>> START RECORDS SHOWN

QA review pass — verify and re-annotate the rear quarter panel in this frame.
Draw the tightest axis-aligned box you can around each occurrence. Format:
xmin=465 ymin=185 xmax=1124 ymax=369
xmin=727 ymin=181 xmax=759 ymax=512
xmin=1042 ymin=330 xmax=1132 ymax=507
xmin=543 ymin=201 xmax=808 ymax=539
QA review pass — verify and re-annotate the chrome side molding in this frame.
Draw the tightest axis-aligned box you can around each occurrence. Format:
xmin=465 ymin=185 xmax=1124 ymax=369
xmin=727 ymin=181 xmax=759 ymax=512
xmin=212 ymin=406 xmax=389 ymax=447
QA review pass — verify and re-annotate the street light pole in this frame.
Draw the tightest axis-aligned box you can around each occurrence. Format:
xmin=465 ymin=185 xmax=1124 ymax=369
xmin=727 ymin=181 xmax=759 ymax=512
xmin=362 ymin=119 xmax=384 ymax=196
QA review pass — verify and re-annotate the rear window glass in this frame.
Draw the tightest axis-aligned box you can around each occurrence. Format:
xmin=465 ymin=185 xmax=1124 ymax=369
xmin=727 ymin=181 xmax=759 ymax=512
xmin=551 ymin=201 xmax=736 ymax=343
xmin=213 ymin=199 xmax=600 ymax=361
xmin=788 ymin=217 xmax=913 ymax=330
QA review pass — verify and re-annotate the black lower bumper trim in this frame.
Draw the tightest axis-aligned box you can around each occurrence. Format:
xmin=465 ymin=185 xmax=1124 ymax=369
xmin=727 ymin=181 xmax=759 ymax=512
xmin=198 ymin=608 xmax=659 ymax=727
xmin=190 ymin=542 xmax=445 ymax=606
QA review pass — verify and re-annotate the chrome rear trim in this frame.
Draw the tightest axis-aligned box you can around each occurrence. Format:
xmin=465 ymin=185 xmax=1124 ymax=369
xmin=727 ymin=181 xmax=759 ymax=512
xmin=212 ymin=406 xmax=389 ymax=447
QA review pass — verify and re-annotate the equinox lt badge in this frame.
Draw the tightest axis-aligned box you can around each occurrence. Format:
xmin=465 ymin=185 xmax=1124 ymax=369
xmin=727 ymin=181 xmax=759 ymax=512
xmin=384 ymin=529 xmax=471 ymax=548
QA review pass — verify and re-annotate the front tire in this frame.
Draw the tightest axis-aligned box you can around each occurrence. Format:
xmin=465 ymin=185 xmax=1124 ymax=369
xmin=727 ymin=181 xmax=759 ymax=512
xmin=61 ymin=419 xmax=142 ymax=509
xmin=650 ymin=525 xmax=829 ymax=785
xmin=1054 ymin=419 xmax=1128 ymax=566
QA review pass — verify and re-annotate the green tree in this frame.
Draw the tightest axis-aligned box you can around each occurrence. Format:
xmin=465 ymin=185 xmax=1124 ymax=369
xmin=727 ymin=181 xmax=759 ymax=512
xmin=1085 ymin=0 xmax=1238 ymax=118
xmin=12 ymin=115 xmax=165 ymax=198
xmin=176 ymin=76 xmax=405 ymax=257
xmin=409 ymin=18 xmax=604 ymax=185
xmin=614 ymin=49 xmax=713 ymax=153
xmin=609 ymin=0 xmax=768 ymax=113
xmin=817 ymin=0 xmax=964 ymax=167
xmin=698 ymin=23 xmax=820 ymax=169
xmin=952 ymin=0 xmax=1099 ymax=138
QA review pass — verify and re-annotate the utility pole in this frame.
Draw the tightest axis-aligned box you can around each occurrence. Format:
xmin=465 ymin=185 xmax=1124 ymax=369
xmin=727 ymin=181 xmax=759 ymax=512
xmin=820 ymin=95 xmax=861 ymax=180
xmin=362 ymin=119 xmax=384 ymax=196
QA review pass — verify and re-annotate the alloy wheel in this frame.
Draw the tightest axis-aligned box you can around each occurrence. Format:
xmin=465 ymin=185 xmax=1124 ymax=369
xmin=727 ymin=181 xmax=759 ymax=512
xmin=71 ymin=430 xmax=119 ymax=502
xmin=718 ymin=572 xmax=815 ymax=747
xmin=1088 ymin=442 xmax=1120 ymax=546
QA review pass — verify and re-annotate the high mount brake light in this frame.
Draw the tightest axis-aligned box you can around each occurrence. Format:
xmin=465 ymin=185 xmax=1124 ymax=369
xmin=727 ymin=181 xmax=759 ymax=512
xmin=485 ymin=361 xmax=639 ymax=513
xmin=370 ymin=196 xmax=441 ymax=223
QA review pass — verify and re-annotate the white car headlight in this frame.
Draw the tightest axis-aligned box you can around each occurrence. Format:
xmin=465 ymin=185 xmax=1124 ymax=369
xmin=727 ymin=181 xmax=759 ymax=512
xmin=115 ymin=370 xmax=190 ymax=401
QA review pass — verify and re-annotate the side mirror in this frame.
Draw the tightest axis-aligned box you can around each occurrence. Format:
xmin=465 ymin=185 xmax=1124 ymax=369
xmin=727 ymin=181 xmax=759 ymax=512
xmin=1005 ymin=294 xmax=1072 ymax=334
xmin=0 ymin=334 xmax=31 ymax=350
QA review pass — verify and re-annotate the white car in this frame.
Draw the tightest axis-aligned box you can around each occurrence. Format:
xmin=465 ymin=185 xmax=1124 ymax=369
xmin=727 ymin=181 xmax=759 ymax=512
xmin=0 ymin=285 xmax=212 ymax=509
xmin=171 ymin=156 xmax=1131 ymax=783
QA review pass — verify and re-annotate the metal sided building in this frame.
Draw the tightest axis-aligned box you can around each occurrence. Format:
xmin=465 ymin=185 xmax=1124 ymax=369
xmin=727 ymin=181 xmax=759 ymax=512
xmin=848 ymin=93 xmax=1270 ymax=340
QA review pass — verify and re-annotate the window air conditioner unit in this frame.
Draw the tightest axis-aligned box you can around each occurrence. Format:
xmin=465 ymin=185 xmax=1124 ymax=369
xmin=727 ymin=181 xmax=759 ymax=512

>> END RECORDS SHOWN

» CHALLENGE: Convert the lines above into a Markdown table with two columns, Number and Line, giving each line its own numbered row and skipping any blank lines.

» COMPLETE RESPONSE:
| Number | Line |
|---|---|
| 1 | QA review pass — verify and re-annotate the rear quarter panel in this frame. |
| 2 | Draw the tightest axis-aligned box you can around each occurrence. Format: |
| 3 | xmin=465 ymin=185 xmax=1124 ymax=369 |
| 4 | xmin=727 ymin=181 xmax=759 ymax=512 |
| 5 | xmin=1042 ymin=330 xmax=1132 ymax=507 |
| 6 | xmin=543 ymin=201 xmax=808 ymax=539 |
| 7 | QA review pass — verify and re-annotate the chrome side molding in this frame. |
| 8 | Draw the tightest axis-aligned box you can around each occurrence. Format: |
| 9 | xmin=465 ymin=185 xmax=1124 ymax=369 |
| 10 | xmin=727 ymin=181 xmax=759 ymax=512 |
| 11 | xmin=212 ymin=406 xmax=389 ymax=447 |
| 12 | QA review pass — verify and re-annotate the street light pole in this frame. |
| 13 | Draw the tightest axis-aligned box you can around each occurrence. Format: |
| 14 | xmin=465 ymin=185 xmax=1124 ymax=369 |
| 15 | xmin=727 ymin=181 xmax=759 ymax=512 |
| 16 | xmin=362 ymin=119 xmax=384 ymax=196 |
| 17 | QA review pass — verify and re-annotate the rear window glass in this frame. |
| 18 | Draw the tightest axis-aligned box you can around each occurrence. Format: |
| 19 | xmin=465 ymin=185 xmax=1124 ymax=369 |
| 20 | xmin=727 ymin=181 xmax=759 ymax=512 |
| 21 | xmin=551 ymin=201 xmax=736 ymax=343 |
| 22 | xmin=213 ymin=199 xmax=600 ymax=361 |
| 23 | xmin=788 ymin=217 xmax=913 ymax=330 |
| 24 | QA review pass — verify and re-annotate the black lower bumper trim in this frame. |
| 25 | Draw the tightest axis-aligned box you can around each occurrence. Format: |
| 26 | xmin=465 ymin=185 xmax=1124 ymax=369 |
| 27 | xmin=727 ymin=181 xmax=759 ymax=512 |
| 28 | xmin=198 ymin=608 xmax=659 ymax=727 |
| 29 | xmin=190 ymin=542 xmax=445 ymax=606 |
| 30 | QA review pass — verify and re-annotate the chrome rear trim in this frame. |
| 31 | Draw the tightest axis-aligned box you can around each occurrence. Format: |
| 32 | xmin=465 ymin=185 xmax=1124 ymax=369 |
| 33 | xmin=727 ymin=181 xmax=759 ymax=512 |
| 34 | xmin=212 ymin=406 xmax=389 ymax=447 |
| 35 | QA review pass — verify and re-annotate the equinox lt badge in this frame. |
| 36 | Draw the tightest axis-aligned box you can around each occurrence. Format: |
| 37 | xmin=465 ymin=185 xmax=1124 ymax=369 |
| 38 | xmin=727 ymin=181 xmax=759 ymax=512 |
| 39 | xmin=384 ymin=529 xmax=471 ymax=548 |
| 40 | QA review pass — verify and re-annotate the front tire in this frame. |
| 41 | Draw the tightest axis-aligned box you can around each occurrence. Format: |
| 42 | xmin=465 ymin=185 xmax=1124 ymax=369 |
| 43 | xmin=727 ymin=181 xmax=759 ymax=512 |
| 44 | xmin=61 ymin=419 xmax=142 ymax=509 |
| 45 | xmin=650 ymin=525 xmax=829 ymax=785 |
| 46 | xmin=1054 ymin=419 xmax=1128 ymax=566 |
| 47 | QA review pass — verify and re-annotate the green tree in this frame. |
| 48 | Draw the tightest axis-aligned box you can around each occurrence. Format: |
| 49 | xmin=465 ymin=185 xmax=1124 ymax=369 |
| 50 | xmin=727 ymin=181 xmax=759 ymax=512 |
| 51 | xmin=1085 ymin=0 xmax=1238 ymax=118 |
| 52 | xmin=12 ymin=115 xmax=165 ymax=198 |
| 53 | xmin=176 ymin=76 xmax=405 ymax=257 |
| 54 | xmin=409 ymin=18 xmax=604 ymax=185 |
| 55 | xmin=614 ymin=49 xmax=713 ymax=153 |
| 56 | xmin=609 ymin=0 xmax=768 ymax=113 |
| 57 | xmin=817 ymin=0 xmax=964 ymax=167 |
| 58 | xmin=698 ymin=23 xmax=820 ymax=169 |
| 59 | xmin=952 ymin=0 xmax=1099 ymax=138 |
| 60 | QA review pass — verify and re-annotate the utility pole in this frame. |
| 61 | Draw the tightest axis-aligned box you can around each occurrence. Format: |
| 62 | xmin=465 ymin=185 xmax=1124 ymax=369 |
| 63 | xmin=727 ymin=181 xmax=759 ymax=512 |
| 64 | xmin=820 ymin=95 xmax=861 ymax=180 |
| 65 | xmin=362 ymin=119 xmax=384 ymax=196 |
| 66 | QA review pass — verify and re-annotate the alloy wheel in this frame. |
| 67 | Draw the tightest axis-aligned box you can around each occurrence. Format: |
| 68 | xmin=465 ymin=185 xmax=1124 ymax=369 |
| 69 | xmin=727 ymin=181 xmax=759 ymax=512 |
| 70 | xmin=71 ymin=430 xmax=119 ymax=502 |
| 71 | xmin=718 ymin=572 xmax=815 ymax=747 |
| 72 | xmin=1088 ymin=442 xmax=1120 ymax=546 |
| 73 | QA review pass — verify and re-annotate the high mount brake light in this frame. |
| 74 | Draw the tightest axis-aligned box you can around each occurrence. Format: |
| 75 | xmin=465 ymin=185 xmax=1124 ymax=369 |
| 76 | xmin=727 ymin=181 xmax=759 ymax=512 |
| 77 | xmin=485 ymin=361 xmax=639 ymax=513 |
| 78 | xmin=370 ymin=196 xmax=441 ymax=223 |
| 79 | QA review pass — verify and re-annotate the white car headlight in this frame. |
| 80 | Draw the tightest axis-aligned box you can around each occurrence. Format: |
| 81 | xmin=465 ymin=185 xmax=1124 ymax=369 |
| 82 | xmin=727 ymin=181 xmax=759 ymax=512 |
| 83 | xmin=115 ymin=370 xmax=190 ymax=401 |
| 84 | QA review pass — verify and re-annotate the side mirror in this frame. |
| 85 | Draw the tightest axis-aligned box you can around each occurrence. Format: |
| 86 | xmin=465 ymin=185 xmax=1124 ymax=369 |
| 87 | xmin=727 ymin=181 xmax=759 ymax=512 |
| 88 | xmin=1005 ymin=294 xmax=1072 ymax=334 |
| 89 | xmin=0 ymin=334 xmax=31 ymax=350 |
| 90 | QA review pass — verify and re-annotate the white car in this frame. |
| 91 | Draw the tightest axis-aligned box you can around each occurrence. Format: |
| 92 | xmin=465 ymin=185 xmax=1124 ymax=369 |
| 93 | xmin=727 ymin=181 xmax=759 ymax=512 |
| 94 | xmin=0 ymin=285 xmax=212 ymax=509 |
| 95 | xmin=171 ymin=156 xmax=1131 ymax=783 |
| 96 | QA review pass — verify and re-annotate the metal sided building in this frame. |
| 97 | Draw the tightest axis-aligned box you can around each occurrence. Format: |
| 98 | xmin=465 ymin=185 xmax=1124 ymax=369 |
| 99 | xmin=727 ymin=181 xmax=759 ymax=512 |
| 100 | xmin=848 ymin=93 xmax=1270 ymax=340 |
| 101 | QA review pass — verify and re-annotate the window air conditioner unit in this frame. |
| 102 | Draw the tightest axis-aligned box you can around each occurrence. Format: |
| 103 | xmin=465 ymin=185 xmax=1124 ymax=369 |
| 104 | xmin=727 ymin=181 xmax=759 ymax=512 |